> **STATED EXERCISE**:
Take the line that contains "the white napkin" and all lines after it, up to and including the last line of the data, and write them out exactly; nothing else belongs in the answer.

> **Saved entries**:

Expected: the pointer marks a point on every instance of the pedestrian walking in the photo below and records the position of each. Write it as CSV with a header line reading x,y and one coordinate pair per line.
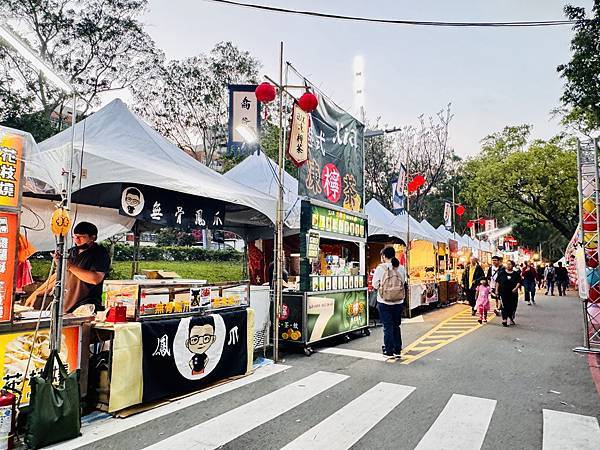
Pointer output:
x,y
390,281
509,282
529,274
492,276
540,276
562,279
483,300
549,276
471,277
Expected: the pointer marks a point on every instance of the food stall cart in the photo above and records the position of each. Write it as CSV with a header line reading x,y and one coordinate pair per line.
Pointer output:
x,y
23,351
332,296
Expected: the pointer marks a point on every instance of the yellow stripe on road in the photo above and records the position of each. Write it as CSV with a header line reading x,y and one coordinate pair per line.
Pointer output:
x,y
441,335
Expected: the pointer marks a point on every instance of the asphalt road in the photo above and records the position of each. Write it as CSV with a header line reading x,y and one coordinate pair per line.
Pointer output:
x,y
487,389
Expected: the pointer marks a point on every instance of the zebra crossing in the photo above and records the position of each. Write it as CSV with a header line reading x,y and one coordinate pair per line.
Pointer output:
x,y
462,423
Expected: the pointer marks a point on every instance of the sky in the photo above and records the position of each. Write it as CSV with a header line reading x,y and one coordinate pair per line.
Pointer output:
x,y
492,76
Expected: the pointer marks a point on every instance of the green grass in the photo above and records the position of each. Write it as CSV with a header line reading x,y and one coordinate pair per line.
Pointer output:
x,y
213,272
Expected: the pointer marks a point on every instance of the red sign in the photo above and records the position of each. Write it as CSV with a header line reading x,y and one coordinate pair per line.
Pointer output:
x,y
331,181
8,253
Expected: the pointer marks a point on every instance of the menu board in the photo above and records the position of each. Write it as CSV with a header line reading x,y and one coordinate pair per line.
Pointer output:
x,y
337,222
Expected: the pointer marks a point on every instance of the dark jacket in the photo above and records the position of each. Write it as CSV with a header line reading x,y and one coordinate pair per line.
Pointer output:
x,y
476,278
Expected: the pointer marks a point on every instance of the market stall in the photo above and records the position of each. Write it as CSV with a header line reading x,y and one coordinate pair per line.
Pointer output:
x,y
331,298
24,352
183,334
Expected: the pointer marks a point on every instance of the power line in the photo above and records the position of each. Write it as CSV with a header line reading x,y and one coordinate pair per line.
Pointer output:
x,y
533,23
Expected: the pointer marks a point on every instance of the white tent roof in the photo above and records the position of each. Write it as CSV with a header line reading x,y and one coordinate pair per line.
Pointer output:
x,y
119,147
260,173
434,232
383,222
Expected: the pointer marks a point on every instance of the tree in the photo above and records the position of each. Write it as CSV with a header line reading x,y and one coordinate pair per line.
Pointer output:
x,y
429,155
534,182
98,45
582,74
187,100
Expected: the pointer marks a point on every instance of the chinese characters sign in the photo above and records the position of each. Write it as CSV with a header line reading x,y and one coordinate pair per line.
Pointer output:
x,y
244,118
171,209
335,169
15,349
11,153
298,143
184,355
8,248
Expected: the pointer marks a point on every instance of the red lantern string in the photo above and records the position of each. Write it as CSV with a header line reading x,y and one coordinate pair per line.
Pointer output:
x,y
265,92
308,102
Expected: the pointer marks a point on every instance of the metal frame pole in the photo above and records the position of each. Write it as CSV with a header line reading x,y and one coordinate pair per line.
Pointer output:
x,y
63,241
279,220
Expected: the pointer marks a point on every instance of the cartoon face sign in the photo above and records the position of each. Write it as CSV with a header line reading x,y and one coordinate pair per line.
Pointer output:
x,y
198,346
200,339
132,201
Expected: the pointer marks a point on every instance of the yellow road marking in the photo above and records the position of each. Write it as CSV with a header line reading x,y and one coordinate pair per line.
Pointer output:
x,y
442,334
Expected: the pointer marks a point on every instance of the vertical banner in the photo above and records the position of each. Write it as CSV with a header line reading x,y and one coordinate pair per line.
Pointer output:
x,y
11,155
448,215
9,234
399,191
244,119
335,169
298,143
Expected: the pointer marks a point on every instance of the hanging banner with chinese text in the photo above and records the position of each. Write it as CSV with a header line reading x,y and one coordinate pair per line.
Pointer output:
x,y
448,215
171,209
9,234
335,169
399,191
184,355
244,119
11,155
15,349
298,142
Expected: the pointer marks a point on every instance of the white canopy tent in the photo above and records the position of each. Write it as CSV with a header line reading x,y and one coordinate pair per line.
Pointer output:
x,y
114,146
383,222
260,172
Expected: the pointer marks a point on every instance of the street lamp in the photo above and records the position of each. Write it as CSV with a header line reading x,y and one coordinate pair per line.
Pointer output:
x,y
59,290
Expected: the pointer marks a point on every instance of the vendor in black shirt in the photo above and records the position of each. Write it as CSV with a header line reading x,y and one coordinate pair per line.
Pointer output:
x,y
508,283
87,265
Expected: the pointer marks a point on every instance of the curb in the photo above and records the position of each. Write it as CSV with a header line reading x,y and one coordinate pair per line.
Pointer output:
x,y
594,363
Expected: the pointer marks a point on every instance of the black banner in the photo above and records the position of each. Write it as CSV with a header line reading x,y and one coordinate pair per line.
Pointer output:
x,y
184,355
335,170
170,209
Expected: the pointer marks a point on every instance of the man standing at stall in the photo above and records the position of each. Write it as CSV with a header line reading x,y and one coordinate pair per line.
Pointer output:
x,y
87,265
492,275
471,277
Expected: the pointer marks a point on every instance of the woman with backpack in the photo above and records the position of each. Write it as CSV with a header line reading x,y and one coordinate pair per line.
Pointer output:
x,y
389,279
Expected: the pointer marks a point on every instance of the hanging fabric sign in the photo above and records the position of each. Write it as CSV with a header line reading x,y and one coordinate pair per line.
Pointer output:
x,y
169,209
334,172
184,355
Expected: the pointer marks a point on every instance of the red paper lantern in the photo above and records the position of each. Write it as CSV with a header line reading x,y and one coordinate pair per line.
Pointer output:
x,y
593,295
419,180
265,92
308,102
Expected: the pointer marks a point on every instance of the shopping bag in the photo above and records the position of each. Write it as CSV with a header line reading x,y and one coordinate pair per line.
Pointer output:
x,y
54,408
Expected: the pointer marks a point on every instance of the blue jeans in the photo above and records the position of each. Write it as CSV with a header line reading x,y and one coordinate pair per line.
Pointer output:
x,y
391,317
529,291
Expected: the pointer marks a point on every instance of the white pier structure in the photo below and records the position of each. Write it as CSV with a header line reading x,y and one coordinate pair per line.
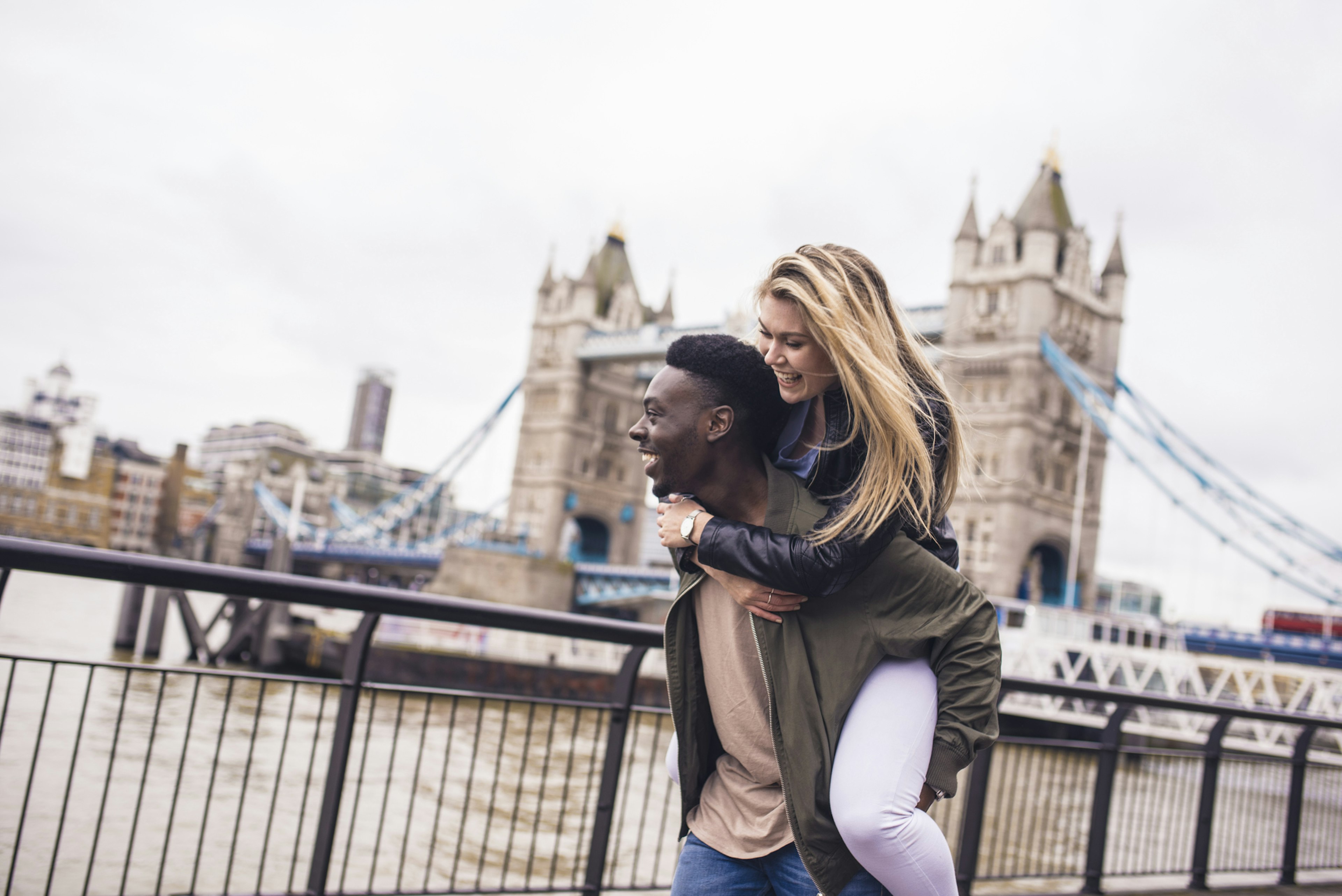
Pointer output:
x,y
1124,654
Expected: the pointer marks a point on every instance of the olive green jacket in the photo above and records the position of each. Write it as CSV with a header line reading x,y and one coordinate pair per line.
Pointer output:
x,y
906,604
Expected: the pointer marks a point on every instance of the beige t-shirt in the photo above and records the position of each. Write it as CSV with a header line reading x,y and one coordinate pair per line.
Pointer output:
x,y
740,812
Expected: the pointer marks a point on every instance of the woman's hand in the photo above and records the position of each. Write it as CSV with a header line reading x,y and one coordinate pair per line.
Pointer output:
x,y
671,513
760,600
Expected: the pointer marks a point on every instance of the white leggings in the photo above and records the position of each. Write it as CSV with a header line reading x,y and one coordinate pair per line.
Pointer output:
x,y
880,772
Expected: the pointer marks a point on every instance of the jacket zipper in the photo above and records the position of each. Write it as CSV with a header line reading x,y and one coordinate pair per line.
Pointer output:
x,y
671,701
783,785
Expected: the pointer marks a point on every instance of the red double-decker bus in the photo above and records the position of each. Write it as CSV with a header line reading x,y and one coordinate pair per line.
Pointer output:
x,y
1297,623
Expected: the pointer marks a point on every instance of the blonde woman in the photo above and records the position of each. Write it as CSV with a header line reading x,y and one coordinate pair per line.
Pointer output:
x,y
874,434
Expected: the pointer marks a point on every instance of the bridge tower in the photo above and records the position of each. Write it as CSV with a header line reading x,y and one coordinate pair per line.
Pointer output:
x,y
578,485
1030,273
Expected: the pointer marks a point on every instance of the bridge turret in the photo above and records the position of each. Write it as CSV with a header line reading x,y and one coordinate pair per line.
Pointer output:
x,y
1114,280
1042,222
1030,274
967,246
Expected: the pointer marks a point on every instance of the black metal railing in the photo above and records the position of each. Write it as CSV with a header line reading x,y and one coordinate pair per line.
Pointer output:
x,y
137,779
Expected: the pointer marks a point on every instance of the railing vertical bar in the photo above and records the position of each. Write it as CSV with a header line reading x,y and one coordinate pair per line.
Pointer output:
x,y
587,800
33,772
623,815
1207,801
70,777
1105,772
442,790
359,790
356,660
540,796
387,789
517,795
242,792
1011,787
410,811
495,789
8,687
144,777
107,782
176,788
662,831
308,782
647,799
210,790
1007,760
626,685
564,797
274,793
466,801
972,823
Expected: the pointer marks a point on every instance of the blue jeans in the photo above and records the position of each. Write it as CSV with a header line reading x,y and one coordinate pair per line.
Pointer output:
x,y
704,871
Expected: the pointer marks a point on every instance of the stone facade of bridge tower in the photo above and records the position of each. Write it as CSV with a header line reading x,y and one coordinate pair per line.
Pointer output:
x,y
578,483
1030,273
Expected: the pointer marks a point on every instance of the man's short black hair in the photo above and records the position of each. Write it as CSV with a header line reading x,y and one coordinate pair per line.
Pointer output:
x,y
730,372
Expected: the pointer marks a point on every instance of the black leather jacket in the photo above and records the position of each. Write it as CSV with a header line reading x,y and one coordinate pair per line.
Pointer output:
x,y
795,564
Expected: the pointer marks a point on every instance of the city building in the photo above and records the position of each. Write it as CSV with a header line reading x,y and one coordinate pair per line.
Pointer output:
x,y
241,464
26,447
372,403
135,498
56,473
243,443
70,414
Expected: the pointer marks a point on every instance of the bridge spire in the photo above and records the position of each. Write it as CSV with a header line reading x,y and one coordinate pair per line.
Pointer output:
x,y
1116,258
666,317
969,227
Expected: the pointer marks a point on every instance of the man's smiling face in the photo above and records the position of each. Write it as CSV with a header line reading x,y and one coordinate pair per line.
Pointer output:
x,y
673,434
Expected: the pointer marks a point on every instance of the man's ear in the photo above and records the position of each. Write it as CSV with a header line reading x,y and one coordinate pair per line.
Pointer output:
x,y
720,422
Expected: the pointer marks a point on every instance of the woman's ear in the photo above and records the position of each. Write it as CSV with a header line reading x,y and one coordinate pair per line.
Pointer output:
x,y
720,422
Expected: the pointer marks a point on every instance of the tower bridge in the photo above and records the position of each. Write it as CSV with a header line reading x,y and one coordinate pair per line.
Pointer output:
x,y
1029,344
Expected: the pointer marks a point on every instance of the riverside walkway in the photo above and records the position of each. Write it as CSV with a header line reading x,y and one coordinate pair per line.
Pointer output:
x,y
134,779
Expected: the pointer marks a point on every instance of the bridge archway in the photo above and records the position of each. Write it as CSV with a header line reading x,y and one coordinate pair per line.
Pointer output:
x,y
1045,576
592,544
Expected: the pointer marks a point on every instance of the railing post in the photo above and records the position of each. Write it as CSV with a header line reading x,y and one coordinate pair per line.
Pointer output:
x,y
158,622
622,699
1107,768
128,622
972,823
356,660
1296,804
1207,803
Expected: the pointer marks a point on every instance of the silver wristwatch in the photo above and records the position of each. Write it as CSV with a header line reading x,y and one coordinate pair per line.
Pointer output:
x,y
688,525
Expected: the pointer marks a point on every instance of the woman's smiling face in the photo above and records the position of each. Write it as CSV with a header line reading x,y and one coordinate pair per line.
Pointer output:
x,y
803,368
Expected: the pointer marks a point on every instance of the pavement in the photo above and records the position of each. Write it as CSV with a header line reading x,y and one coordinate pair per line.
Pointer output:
x,y
1243,884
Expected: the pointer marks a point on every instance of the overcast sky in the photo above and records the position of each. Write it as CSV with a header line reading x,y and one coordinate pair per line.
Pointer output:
x,y
219,215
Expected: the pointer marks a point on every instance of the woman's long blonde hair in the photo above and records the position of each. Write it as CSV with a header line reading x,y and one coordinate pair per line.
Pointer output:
x,y
889,383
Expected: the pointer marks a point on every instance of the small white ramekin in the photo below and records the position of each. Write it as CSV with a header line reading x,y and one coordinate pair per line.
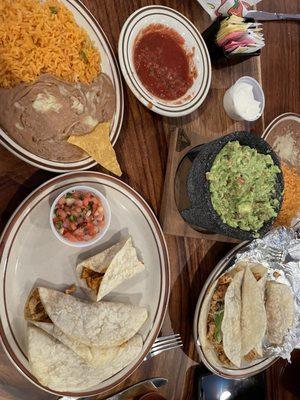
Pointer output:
x,y
107,217
229,101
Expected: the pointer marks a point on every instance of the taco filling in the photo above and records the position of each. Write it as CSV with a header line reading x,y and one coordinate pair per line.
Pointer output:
x,y
34,309
92,278
215,317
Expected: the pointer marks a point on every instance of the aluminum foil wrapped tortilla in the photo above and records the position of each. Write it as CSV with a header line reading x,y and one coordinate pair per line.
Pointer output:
x,y
82,343
279,251
103,272
252,311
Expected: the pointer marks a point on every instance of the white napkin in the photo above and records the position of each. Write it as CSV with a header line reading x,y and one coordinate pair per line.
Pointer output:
x,y
217,8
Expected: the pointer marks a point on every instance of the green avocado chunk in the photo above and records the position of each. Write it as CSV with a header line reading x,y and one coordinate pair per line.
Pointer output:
x,y
242,186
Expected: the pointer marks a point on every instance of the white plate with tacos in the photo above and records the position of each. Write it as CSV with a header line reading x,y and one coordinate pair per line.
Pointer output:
x,y
76,322
240,310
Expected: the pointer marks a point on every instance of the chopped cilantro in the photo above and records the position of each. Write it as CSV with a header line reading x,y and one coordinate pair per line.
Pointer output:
x,y
59,225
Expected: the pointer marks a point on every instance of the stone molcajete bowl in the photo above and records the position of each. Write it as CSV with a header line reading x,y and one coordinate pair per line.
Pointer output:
x,y
201,213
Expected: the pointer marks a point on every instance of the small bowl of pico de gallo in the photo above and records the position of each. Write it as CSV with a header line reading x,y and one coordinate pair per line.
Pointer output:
x,y
80,216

> **RIGHT ANSWER**:
Expected: the pointer marks a point on every instance of the white napkin in the photo above and records the position of each. Write it as CSV with a header line reading x,y and one coordinate pair per line.
Pointer output:
x,y
217,8
Expected: the pointer marks a point on every instance of the green avocado chunk in the photo above and records the position of each. Write it as CSV with a header line reading x,y and one coordinate pair per line.
Pointer output:
x,y
242,186
Expected: the pointer marks a point on every instance of the white plate with tacos in the photo above and records the position of each. Write it as CSV with a header line reading x,y and one coordinate pair per line.
Pointer output:
x,y
76,322
240,310
Expected: the pointer marks a point on every instance of the chopped cilantro in the photo above and records the position of each. Write it as CSV with a header line reading x,y and one coordinate pair per line.
Pointer output:
x,y
59,225
Expected: the pointer marks a point on every instance of the stone molcajete bowl in the photo above and records the position of each. Write it as CSV with a header line reading x,y and one coordinate pair per line.
Pointer output:
x,y
201,213
Expected: the pointer marks a point on every instance of the small bowl of pico de gallo in the photo above and records the position of each. Write it as CSV with a header line reading x,y and one coordinate pair per line.
Pointer output:
x,y
80,216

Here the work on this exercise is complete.